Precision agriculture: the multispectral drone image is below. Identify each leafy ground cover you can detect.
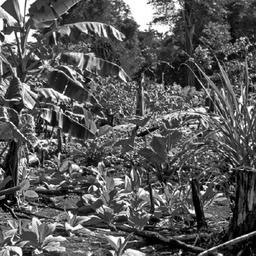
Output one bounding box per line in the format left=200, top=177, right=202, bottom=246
left=1, top=80, right=235, bottom=255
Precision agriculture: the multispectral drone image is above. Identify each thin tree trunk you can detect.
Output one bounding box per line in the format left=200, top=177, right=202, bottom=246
left=229, top=170, right=256, bottom=239
left=184, top=0, right=195, bottom=86
left=191, top=179, right=207, bottom=230
left=136, top=75, right=145, bottom=116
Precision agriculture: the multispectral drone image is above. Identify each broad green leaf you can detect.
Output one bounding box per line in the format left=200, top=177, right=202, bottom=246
left=0, top=246, right=23, bottom=256
left=20, top=179, right=30, bottom=191
left=0, top=7, right=16, bottom=26
left=44, top=243, right=66, bottom=253
left=150, top=135, right=167, bottom=158
left=2, top=0, right=22, bottom=22
left=47, top=69, right=94, bottom=103
left=64, top=222, right=83, bottom=232
left=0, top=120, right=28, bottom=142
left=40, top=108, right=95, bottom=140
left=38, top=88, right=71, bottom=104
left=29, top=0, right=80, bottom=23
left=59, top=52, right=130, bottom=82
left=42, top=235, right=67, bottom=246
left=23, top=190, right=39, bottom=199
left=113, top=124, right=136, bottom=133
left=138, top=148, right=165, bottom=164
left=20, top=231, right=38, bottom=246
left=56, top=22, right=125, bottom=42
left=122, top=249, right=146, bottom=256
left=105, top=235, right=125, bottom=251
left=125, top=116, right=151, bottom=127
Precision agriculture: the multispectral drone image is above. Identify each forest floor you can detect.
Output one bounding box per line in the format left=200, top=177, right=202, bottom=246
left=0, top=181, right=231, bottom=256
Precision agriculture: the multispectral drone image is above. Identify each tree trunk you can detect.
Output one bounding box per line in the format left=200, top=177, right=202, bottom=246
left=136, top=75, right=145, bottom=116
left=184, top=0, right=195, bottom=86
left=191, top=179, right=207, bottom=230
left=229, top=170, right=256, bottom=239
◇ ◇ ◇ ◇ ◇
→ **Required task**
Update every item above by replacing "multispectral drone image" with "aerial survey image" and keeping everything else the same. Omit the picture from your output.

→ **Output for this exercise**
Precision agriculture: the aerial survey image is below. Identify each leafy ground cover you can detect.
Output one bounding box per line in the format left=200, top=177, right=202, bottom=246
left=1, top=80, right=235, bottom=255
Precision agriculture: the aerial survey image is above. Identify each thin tree trunk you can detect.
Output one bounding box per line in the format left=200, top=177, right=202, bottom=246
left=229, top=170, right=256, bottom=239
left=184, top=0, right=195, bottom=86
left=191, top=179, right=207, bottom=230
left=136, top=75, right=145, bottom=116
Precision agriculture: the aerial survey image is above. Identify each broad green leaf you can detect.
Output one bounding box per line in the format left=200, top=177, right=202, bottom=246
left=0, top=246, right=23, bottom=256
left=20, top=179, right=30, bottom=191
left=0, top=7, right=16, bottom=26
left=44, top=243, right=66, bottom=253
left=150, top=135, right=167, bottom=158
left=2, top=0, right=22, bottom=22
left=47, top=69, right=94, bottom=103
left=64, top=222, right=83, bottom=232
left=0, top=120, right=28, bottom=142
left=40, top=108, right=95, bottom=140
left=38, top=88, right=71, bottom=104
left=29, top=0, right=80, bottom=23
left=59, top=52, right=130, bottom=82
left=42, top=235, right=67, bottom=246
left=23, top=190, right=39, bottom=199
left=113, top=124, right=136, bottom=133
left=138, top=148, right=165, bottom=164
left=20, top=231, right=38, bottom=246
left=56, top=22, right=125, bottom=42
left=122, top=249, right=146, bottom=256
left=105, top=235, right=125, bottom=251
left=125, top=116, right=151, bottom=127
Precision agriculture: the aerial survey image is above. Identify each forest floor you can detect.
Output one bounding box per line in the format left=200, top=177, right=202, bottom=246
left=0, top=181, right=231, bottom=256
Precision agriculture: the aerial survey image is above. Identify each tree trunk you can detect.
Output one bounding box per line in the format left=200, top=177, right=202, bottom=246
left=136, top=75, right=145, bottom=116
left=184, top=0, right=195, bottom=86
left=191, top=179, right=207, bottom=230
left=229, top=170, right=256, bottom=239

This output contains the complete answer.